▸ 提示文
|---|

2017年3月3日金曜日

牧師の日記から(99
 226日(日)主日礼拝。創世記39章を取り上げて講解説教「主が共におられる」。ヨセフ物語に特有の衣服に関する記述を手がかりに、異国で都市生活を強いられるユダヤ人たちが読者と想定される。つまりアブラハム・イサク・ヤコブの族長伝承とは全く異質のディアスポラのユダヤ人を主人公とするヨセフ物語が、族長伝説と接続されることによって、離散の民をイスラエル民族の歴史に位置付けようとしているのではないか。そしてその離散の民と「主が共におられる」というメーッセージがそこに主題として掲げられていると読むことができる。
27日(月)朝早く新幹線で京都へ。日本クリスチャン・アカデミーの理事会に出席するため。車中、村上春樹の最新作『騎士団長殺し』を読む。理事会後、関西セミナーハウスで3月半ばに行われる神学生交流プログラムの打ち合わせ。夜は、今出川の料亭萬重で、昨年の同志社神学協議会のご苦労さん会。京料理に舌鼓を打ちながら、委員の皆さんといろいろ話し合う。最終の「ひかり」で帰京。車中、村上春樹の小説を堪能する。
28日(火)午前中、神学読書会で北森嘉蔵先生の『神の痛みの神学』を取り上げる。西片町教会の山本裕司牧師が丁寧に紹介してくれる。出席者は教職7名、信徒1名の合計8名。すべてを「神の痛み」に収斂させてしまう北森理論の抽象性に議論が集中する。午後、郵便局に行って『時の徴』の印刷費や『戦責告白から50年』の出版協力費等の振り込み。また税務署に確定申告と関連資料の提出。毎年これが済むとホッとする。午後、村上春樹の小説を読了する。何といっても上下2巻の長編を一気に読ませる筆力に感心する。しかしこの作家がこの時期にこの小説を書かねばならなかった必然性はあまりはっきりしない。

|---|

▸ 課題内容
上の牧師の日記を、最後の文に続けて書き進めてください。

▸ データ抜粋
|---|

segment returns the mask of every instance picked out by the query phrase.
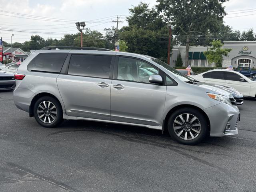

|---|

▸ 解答
31日(水)灰の水曜日で、この日からレント(受難節)に入る。聖書を学ぶ会では出エジプト記の学びを中断して、今年はマタイ福音書の受難物語を少しずつ読んで行くことになる。来週、NCCヤスクニ委員会で天皇の代替わりについて講演しなければならないのでその準備。1990年の大嘗祭署名運動センターの経験を踏まえて、天皇の生前退位とその後に続く大嘗祭・即位の礼にキリスト教会がどのような対応をするのか、きわめて難しい問題を含む。今の天皇は、象徴天皇の役割として「慰霊の旅」を続けて来ており、それはある意味では戦争責任を曖昧にして来たこの国に対する一つの問いではないか。神権天皇制をキリスト教の立場から批判することはできても、象徴天皇制をどう見るかは難題である。
2日(木)午前中、キリスト教会館の耐震改修工事の一年目点検。大きな問題はなさそうだ。帰宅して、午後から『戦責告白から50年』の発送作業。

3日(金)かつてのNCAの宗教対話チームが鎌倉で落ち合って、一緒に会食し近況を報告し合う。元ジャーナリストが多いので、昨今の政治状況や宗教界の話題が尽きない。食事の後、報国寺(竹の寺)を訪ねてお抹茶を頂く。東京までの帰りの電車の中でも談論風発留まるところを知らず。(戒能信生)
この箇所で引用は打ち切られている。